╭──

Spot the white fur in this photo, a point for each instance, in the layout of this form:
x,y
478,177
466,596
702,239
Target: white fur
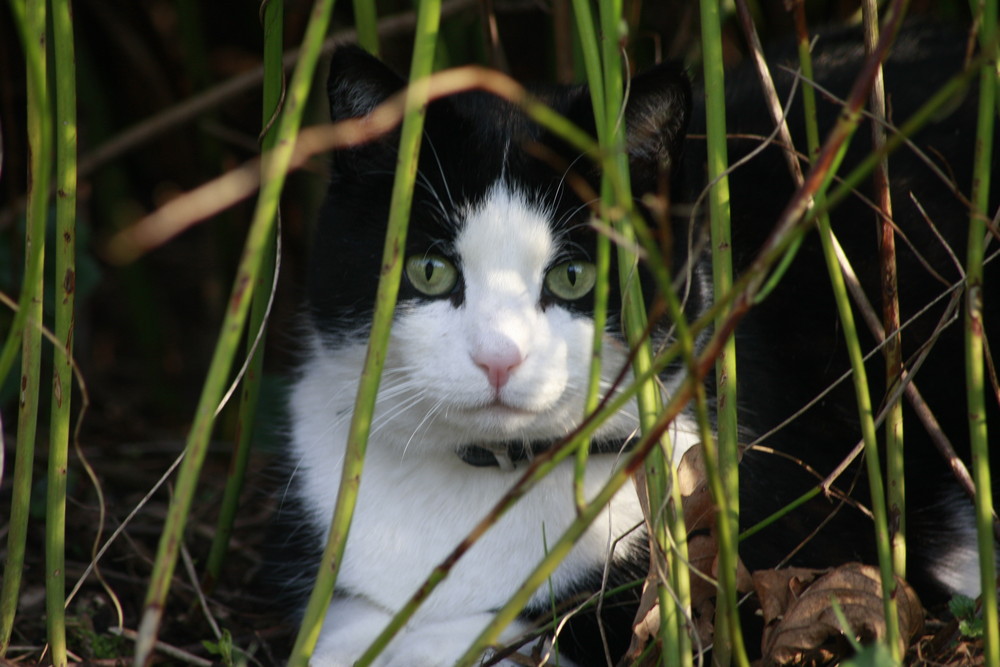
x,y
957,564
418,499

╰──

Here the records must be restated exactly, minus any images.

THE COMPLETED TASK>
Spot the white fur in this photo, a point for each instance, in the layout of this form:
x,y
478,177
466,596
702,239
Target: white fur
x,y
957,564
418,499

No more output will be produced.